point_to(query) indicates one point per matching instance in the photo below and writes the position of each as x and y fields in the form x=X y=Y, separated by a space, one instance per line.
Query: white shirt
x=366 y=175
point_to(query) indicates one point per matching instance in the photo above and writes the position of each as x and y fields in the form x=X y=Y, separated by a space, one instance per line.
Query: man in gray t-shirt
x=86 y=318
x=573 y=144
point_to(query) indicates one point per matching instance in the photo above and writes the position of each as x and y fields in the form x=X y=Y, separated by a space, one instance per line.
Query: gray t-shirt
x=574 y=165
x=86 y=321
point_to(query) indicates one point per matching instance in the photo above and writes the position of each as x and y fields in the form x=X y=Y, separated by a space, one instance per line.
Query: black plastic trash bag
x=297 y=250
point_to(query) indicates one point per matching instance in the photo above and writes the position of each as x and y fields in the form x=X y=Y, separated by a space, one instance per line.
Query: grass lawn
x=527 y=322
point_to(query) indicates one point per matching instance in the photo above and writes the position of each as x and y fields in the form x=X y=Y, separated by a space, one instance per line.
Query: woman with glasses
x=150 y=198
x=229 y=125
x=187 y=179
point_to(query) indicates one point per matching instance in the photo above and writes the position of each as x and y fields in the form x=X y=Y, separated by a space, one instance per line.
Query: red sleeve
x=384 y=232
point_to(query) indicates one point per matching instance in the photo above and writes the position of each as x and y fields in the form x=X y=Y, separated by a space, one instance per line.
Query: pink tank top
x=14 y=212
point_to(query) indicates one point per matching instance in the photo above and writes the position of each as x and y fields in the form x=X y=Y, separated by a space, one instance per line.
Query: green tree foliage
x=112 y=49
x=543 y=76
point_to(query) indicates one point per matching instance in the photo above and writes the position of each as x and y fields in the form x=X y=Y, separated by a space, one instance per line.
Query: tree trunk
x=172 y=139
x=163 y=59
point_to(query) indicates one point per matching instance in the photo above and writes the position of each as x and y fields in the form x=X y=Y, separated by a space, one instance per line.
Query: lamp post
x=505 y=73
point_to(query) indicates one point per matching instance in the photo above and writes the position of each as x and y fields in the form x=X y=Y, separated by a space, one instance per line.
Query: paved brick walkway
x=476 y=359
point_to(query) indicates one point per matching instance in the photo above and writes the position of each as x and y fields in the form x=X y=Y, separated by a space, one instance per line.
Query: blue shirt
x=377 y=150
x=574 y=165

:: To do ::
Copy out every line of the listing above verbatim, from the first line to the last.

:: Expected answer ::
point_to(query) indicates one point per matching instance in the photo below and writes the position of each as x and y fields in the form x=X y=Y, separated by a space, one instance per line.
Query: white shirt
x=366 y=175
point_to(query) indicates one point per matching instance in the photo above and writes the position of each as x and y fields in the form x=X y=Y, separated by a space, one instance per line.
Query: man in gray t-shirt
x=86 y=318
x=573 y=144
point_to(query) indicates one point per matching instance in the photo above and writes the position of each as x and y fields in the form x=X y=Y, separated by a space, one instance per line.
Query: gray t-shirt
x=574 y=165
x=86 y=321
point_to(query) indicates one point per matching instance in the photo above and writes the position of each as x and y fields in the form x=X y=Y, separated by a space, one instance per line.
Query: black plastic trash bag
x=297 y=250
point_to(query) indicates one point per matching instance in the photo above and writes the position of each as x and y fields in the form x=X y=Y, separated by a space, one instance per line.
Query: grass lawn
x=527 y=322
point_to(query) indicates one point per matching instance in the photo above and writes the position of each as x and y fields in the form x=X y=Y, separated by a space, one instance per line.
Query: woman with glasses
x=150 y=198
x=229 y=125
x=187 y=179
point_to(query) indicates one point per matching instance in the photo above and writes the position of each as x and y fields in the form x=X y=Y, separated by a space, one instance per line.
Query: red sleeve
x=384 y=232
point_to(query) indicates one point per matching instance in the photo above and writes the position of each as x and y fields in the form x=X y=Y, separated by a space, one instance per line.
Query: pink tank top
x=14 y=212
point_to(query) indicates one point per matching instance in the photo above and writes the position of each as x and y fields in the form x=X y=Y, separated by a space, one instance per line.
Query: green tree foliage
x=112 y=49
x=543 y=76
point_to(query) indicates one point per matching instance in the photo above and writes the position of each as x and y fields in the form x=X y=Y, separated by a space, one instance per line.
Query: tree trunk
x=172 y=139
x=163 y=59
point_to(query) indicates one point per matching instance in the photo above and writes the position of each as x and y fields in the form x=X y=Y, separated by a space, one instance per line.
Query: lamp post
x=505 y=73
point_to(query) indicates one point per matching instance in the photo above and writes the position of each as x and y fields in the form x=X y=Y, separated by a space, one instance per line.
Query: paved brick walkway
x=476 y=359
point_to(query) indicates one point per matching instance in the photo above and writes the position of each as x and y fields in the form x=X y=Y, separated by a space, one instance per line.
Query: blue shirt
x=377 y=150
x=574 y=165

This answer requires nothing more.